REQUIREMENT:
Copy each entry below unchanged; the images do not go in the copy.

═══ PROVIDED MATERIAL

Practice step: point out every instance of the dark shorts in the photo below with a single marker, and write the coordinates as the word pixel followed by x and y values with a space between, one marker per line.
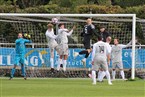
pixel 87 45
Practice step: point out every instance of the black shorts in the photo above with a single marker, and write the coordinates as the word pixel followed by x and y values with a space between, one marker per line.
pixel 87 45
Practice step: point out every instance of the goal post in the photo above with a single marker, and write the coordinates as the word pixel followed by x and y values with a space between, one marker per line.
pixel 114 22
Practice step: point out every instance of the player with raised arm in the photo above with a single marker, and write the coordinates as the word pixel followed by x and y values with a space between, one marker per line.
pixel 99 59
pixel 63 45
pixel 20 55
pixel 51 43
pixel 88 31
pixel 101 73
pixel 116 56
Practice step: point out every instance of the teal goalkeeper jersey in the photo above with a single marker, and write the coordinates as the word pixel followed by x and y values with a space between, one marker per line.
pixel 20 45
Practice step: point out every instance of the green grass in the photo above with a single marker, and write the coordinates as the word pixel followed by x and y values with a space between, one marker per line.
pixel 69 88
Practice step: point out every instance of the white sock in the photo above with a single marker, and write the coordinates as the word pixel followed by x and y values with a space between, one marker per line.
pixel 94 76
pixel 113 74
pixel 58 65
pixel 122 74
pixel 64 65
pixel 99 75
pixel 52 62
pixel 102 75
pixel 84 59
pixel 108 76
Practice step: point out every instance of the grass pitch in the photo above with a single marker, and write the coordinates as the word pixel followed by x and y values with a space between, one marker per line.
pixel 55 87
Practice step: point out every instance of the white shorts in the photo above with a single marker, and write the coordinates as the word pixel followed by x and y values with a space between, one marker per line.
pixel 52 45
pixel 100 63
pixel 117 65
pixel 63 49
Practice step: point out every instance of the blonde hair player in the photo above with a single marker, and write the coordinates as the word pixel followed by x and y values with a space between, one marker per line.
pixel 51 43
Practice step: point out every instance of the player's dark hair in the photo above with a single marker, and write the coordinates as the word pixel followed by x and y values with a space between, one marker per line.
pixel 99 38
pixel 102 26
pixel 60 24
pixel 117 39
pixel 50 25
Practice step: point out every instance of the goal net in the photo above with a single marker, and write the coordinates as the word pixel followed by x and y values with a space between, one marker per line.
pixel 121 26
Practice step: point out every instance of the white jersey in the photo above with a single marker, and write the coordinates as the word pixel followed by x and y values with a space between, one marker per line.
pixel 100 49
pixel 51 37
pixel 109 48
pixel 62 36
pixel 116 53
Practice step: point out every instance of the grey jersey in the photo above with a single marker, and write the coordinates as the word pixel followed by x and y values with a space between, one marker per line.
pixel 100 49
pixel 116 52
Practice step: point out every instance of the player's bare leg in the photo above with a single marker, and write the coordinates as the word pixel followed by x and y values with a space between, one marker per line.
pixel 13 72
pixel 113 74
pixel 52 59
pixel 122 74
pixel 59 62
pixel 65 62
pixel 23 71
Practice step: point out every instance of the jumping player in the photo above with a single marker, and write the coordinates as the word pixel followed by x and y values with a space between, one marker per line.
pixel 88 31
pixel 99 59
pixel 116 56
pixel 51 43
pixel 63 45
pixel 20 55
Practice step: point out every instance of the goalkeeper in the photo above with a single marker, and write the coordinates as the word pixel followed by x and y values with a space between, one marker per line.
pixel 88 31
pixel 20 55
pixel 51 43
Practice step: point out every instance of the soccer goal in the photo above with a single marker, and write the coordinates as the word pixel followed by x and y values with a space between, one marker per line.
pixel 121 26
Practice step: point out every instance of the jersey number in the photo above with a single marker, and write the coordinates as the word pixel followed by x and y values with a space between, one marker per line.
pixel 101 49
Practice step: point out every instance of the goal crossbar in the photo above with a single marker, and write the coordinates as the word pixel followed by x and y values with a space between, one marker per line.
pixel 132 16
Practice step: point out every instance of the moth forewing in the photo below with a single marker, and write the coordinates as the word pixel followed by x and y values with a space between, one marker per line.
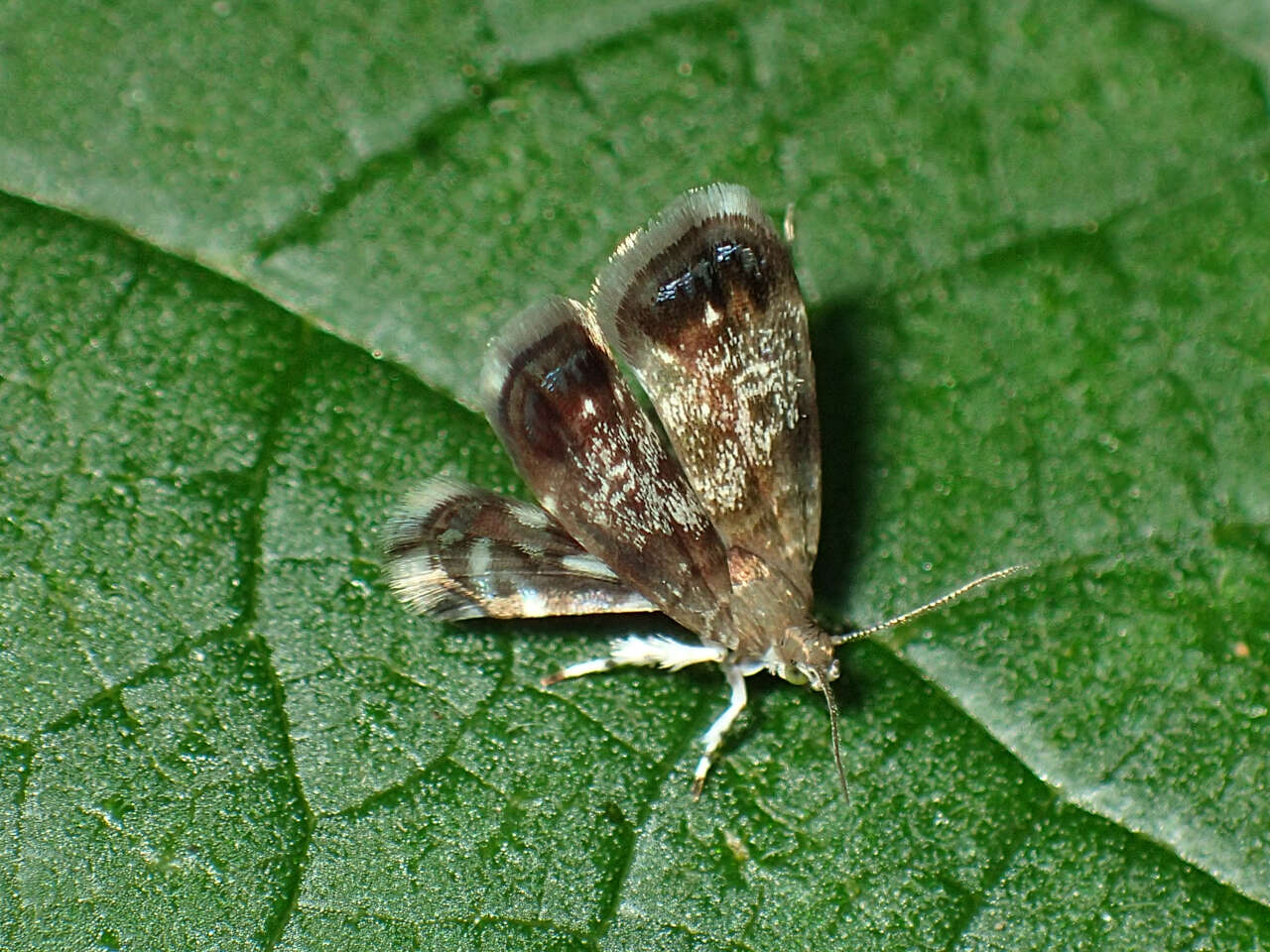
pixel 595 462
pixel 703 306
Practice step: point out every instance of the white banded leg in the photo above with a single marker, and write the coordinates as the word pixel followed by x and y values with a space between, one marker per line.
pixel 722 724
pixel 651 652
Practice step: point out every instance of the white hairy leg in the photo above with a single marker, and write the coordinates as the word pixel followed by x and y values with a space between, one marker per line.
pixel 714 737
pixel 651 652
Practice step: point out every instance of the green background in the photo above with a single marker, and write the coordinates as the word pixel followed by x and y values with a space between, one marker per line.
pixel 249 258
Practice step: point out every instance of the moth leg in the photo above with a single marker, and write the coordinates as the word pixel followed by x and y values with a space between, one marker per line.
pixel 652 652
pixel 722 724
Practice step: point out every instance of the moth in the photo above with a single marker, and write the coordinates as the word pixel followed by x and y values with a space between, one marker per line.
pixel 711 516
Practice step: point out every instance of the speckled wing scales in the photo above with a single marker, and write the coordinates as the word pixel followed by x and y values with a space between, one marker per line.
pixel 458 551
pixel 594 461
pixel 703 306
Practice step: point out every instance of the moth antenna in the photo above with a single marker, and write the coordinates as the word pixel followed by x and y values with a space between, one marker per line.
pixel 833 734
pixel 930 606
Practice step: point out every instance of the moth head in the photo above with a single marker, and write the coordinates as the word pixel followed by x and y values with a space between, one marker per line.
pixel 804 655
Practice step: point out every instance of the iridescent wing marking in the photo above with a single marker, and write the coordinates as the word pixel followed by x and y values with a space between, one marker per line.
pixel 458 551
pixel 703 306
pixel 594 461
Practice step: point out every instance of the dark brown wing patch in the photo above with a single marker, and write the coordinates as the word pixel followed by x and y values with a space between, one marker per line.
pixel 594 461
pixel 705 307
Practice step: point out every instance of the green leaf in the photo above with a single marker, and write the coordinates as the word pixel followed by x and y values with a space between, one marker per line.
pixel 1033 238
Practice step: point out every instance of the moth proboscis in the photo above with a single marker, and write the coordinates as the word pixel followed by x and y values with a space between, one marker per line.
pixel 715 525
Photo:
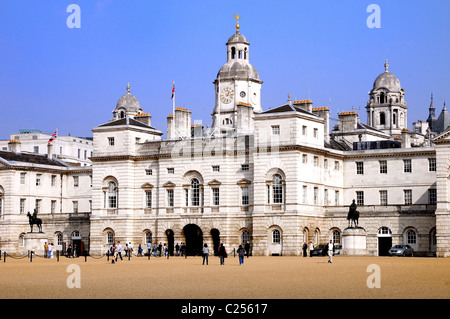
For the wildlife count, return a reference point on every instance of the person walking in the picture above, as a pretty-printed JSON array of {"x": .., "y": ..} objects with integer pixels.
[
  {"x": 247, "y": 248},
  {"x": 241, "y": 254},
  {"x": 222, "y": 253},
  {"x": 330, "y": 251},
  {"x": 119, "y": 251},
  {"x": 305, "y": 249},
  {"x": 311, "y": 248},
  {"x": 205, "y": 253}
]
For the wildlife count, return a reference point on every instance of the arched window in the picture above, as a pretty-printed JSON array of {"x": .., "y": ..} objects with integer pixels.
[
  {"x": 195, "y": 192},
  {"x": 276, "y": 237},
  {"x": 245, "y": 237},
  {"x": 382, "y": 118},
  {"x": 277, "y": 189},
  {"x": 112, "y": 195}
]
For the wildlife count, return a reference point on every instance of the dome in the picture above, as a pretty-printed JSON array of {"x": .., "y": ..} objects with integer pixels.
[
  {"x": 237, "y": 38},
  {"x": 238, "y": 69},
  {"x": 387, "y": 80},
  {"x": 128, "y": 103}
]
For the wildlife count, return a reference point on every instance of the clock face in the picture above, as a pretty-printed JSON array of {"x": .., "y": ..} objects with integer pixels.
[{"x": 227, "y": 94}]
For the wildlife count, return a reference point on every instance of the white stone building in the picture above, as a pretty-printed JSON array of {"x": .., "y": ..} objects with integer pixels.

══════

RESPONSE:
Practice step: point out every instance of the dark shorts in the photo below with a single marker, and write the coordinates as the word pixel followed by x and y values with a space between, one marker per line.
pixel 87 45
Practice step: point out every instance of the black shorts in the photo above with a single marker, and write the coordinates as the word pixel followed by x and y values with a space between, one marker per line.
pixel 87 45
Practice step: point out every instance of the goal post in the photo above with a single marker, and write the coordinates as the word pixel followed by x and y values with a space between, one marker per line.
pixel 114 22
Practice step: point out every instance of the player with raised arm in the photo above with a single marker, and write the coordinates as the word pixel followed by x and y values with a space between, one marker per line.
pixel 99 59
pixel 63 45
pixel 20 55
pixel 51 43
pixel 88 31
pixel 101 73
pixel 116 56
Practice step: point out every instance of the teal goalkeeper jersey in the photo above with a single marker, and write the coordinates as the word pixel followed by x and y values with a space between, one marker per line.
pixel 20 45
Practice step: point out every instance of the green grass in the photo above with a single marker, and write the coordinates as the word pixel followed by x and y values with a space between, one marker per line.
pixel 69 88
Practice step: point out every instance of the white sock in the photo above with a single marker, and write the coordinates as the word pixel followed by x and y values with a space between, one marker per line.
pixel 94 76
pixel 113 74
pixel 58 65
pixel 122 74
pixel 64 65
pixel 99 75
pixel 52 62
pixel 102 75
pixel 84 59
pixel 108 76
Practice step: point out every instance of the grass pitch in the photo above with a single marker, and write the coordinates as the word pixel followed by x and y values with a space between, one marker per line.
pixel 55 87
Practice step: point out every instance of the white shorts in the photo above with a single marker, and write the coordinates as the word pixel followed by x and y values with a space between, one marker per line.
pixel 52 45
pixel 100 63
pixel 117 65
pixel 63 49
Practice step: point out every instance of the blonde hair player in the photo above with a single marker, and write the coordinates as the word pixel followed by x and y values with a space between, one marker per line.
pixel 51 43
Practice step: point out every instance of the player's dark hair in the photo above with a single marker, and write the coordinates as the word pixel followed by x and y values with a space between, one marker per line.
pixel 99 38
pixel 102 26
pixel 60 24
pixel 117 39
pixel 50 25
Practice step: point out every instance of the goal net in the photo above with a single marker, and write the coordinates as the word pixel followed by x and y values with a space between, one marker per line.
pixel 121 26
Practice step: point out every instance of the white jersey in the photo above with a single marker, and write the coordinates as the word pixel followed by x and y values with a space between, one marker per line.
pixel 100 49
pixel 51 37
pixel 109 48
pixel 62 36
pixel 116 53
Practice step: point out every instance of the grey jersey in the photo above with a single marker, and write the coordinates as the word pixel followed by x and y values with a space between, one marker per line.
pixel 100 49
pixel 116 52
Practice step: point out every instance of the player's bare leg in the photo above with a single marker, and write the coordinates as the word pixel followed by x and y values with a space between, one marker per line.
pixel 13 72
pixel 113 74
pixel 52 59
pixel 122 74
pixel 59 62
pixel 65 62
pixel 23 71
Practice step: point out every instance of the jumping player in the photo above with a single marker, and write the coordinates as the word pixel followed by x and y values with a space between, one marker per line.
pixel 88 31
pixel 99 59
pixel 116 56
pixel 51 43
pixel 63 45
pixel 20 55
Practice step: point out every instance of the goalkeeper in the photo above with a single marker, and write the coordinates as the word pixel followed by x and y values with a space between, one marker per line.
pixel 88 31
pixel 20 55
pixel 51 43
Practice step: point out every instance of the soccer goal in the photo above with a single marker, and write the coordinates as the word pixel followed by x and y values with a space between, one marker per line.
pixel 121 26
Practice step: point out every instance of the jersey number in the photo above with a single marker, and write the coordinates as the word pixel followed by x and y values with a space between, one marker per line.
pixel 101 49
Practice step: point out every instance of the goal crossbar in the photo above with a single marker, and write the coordinates as the word pixel followed by x and y values with a space between, one marker per line.
pixel 132 16
Practice step: point out every instance of the moth forewing in the photo below with a single marker, and write the coordinates as the word pixel followed by x and y values with a space between, one marker per line.
pixel 595 462
pixel 703 306
Practice step: point out every instance of the white banded leg in the photo above with a single marker, and write the coordinates as the word pixel followed by x and y values with a space between, one marker per line.
pixel 722 724
pixel 651 652
Practice step: point out every instance of the white hairy leg in the photo above with a single marker, and write the coordinates as the word pixel followed by x and y values with a space between, one marker per line.
pixel 714 737
pixel 651 652
Practice step: point out every instance of the green background in the photo above with a single marker, and write the coordinates as the word pixel followed by x and y values with a space between, one marker per line.
pixel 249 258
Practice step: point out every instance of the moth leg in the photo above with a single marker, and write the coordinates as the word pixel followed by x and y values with a space between, one marker per line.
pixel 652 652
pixel 722 724
Practice step: point out every instance of the moth in the photo above with a single marker, and write the coordinates as the word pixel followed by x and y values with a space between, one marker per line.
pixel 711 516
Practice step: point out every instance of the speckled wing scales in the photo above with a single marker, and write the coordinates as the word pixel followed by x and y values with a space between, one marker per line.
pixel 458 551
pixel 594 461
pixel 703 306
Practice step: point out every instance of the moth antenna in the photo above with a single marker, and write the coordinates as the word pixel followed by x and y values with a space between, one marker per line.
pixel 833 734
pixel 930 606
Practice step: point out every instance of the moth head in the photo above with a single marker, and write the coordinates as the word pixel followed by x and y values with a space between, one marker per line.
pixel 804 655
Practice step: point out every instance of the iridescent wing marking in the photo above with a single marker, and write the coordinates as the word pixel followed by x and y values with a space between, one marker per line.
pixel 458 551
pixel 703 306
pixel 594 461
Practice step: point out every instance of the dark brown wing patch in the photo above with a single marker, and write the coordinates as the word pixel followed by x and y values with a space between, one marker per line.
pixel 594 461
pixel 705 307
Practice step: point out every instance of the green leaf in the photo above with a single marker, and write the coordinates as the word pixel followed by x and y values with a space between, one marker per line.
pixel 1033 238
Practice step: point out every instance of the moth proboscis in the photo above with a single marker, and write the coordinates as the word pixel followed by x and y values with a space between, one marker per line.
pixel 715 525
Photo:
For the wildlife count, return a reference point on every instance of the person walking in the picture above, as a pretty-printed JSON array of {"x": .., "y": ..} objects with integer pixels.
[
  {"x": 247, "y": 248},
  {"x": 241, "y": 254},
  {"x": 222, "y": 253},
  {"x": 330, "y": 251},
  {"x": 119, "y": 251},
  {"x": 305, "y": 249},
  {"x": 311, "y": 248},
  {"x": 205, "y": 253}
]
For the wildlife count, return a reference point on every instance of the arched window in the picture above, as a pretty-printed JSON array of {"x": .., "y": ..} objects with integer pixels.
[
  {"x": 195, "y": 192},
  {"x": 276, "y": 237},
  {"x": 245, "y": 237},
  {"x": 382, "y": 118},
  {"x": 277, "y": 189},
  {"x": 112, "y": 195}
]
For the wildlife count, return a reference point on every instance of the dome in the picture above, as a pretty-printed JSON array of {"x": .., "y": ..} objects with integer pixels.
[
  {"x": 237, "y": 38},
  {"x": 238, "y": 69},
  {"x": 387, "y": 80},
  {"x": 128, "y": 103}
]
For the wildlife count, return a reference point on every instance of the clock face in the picture above, as a pretty-printed JSON array of {"x": .., "y": ..} objects with integer pixels.
[{"x": 227, "y": 94}]
For the wildlife count, return a reference point on every instance of the white stone building in the picture above, as a pretty-printed JSON array of {"x": .., "y": ..} objects with integer pixels.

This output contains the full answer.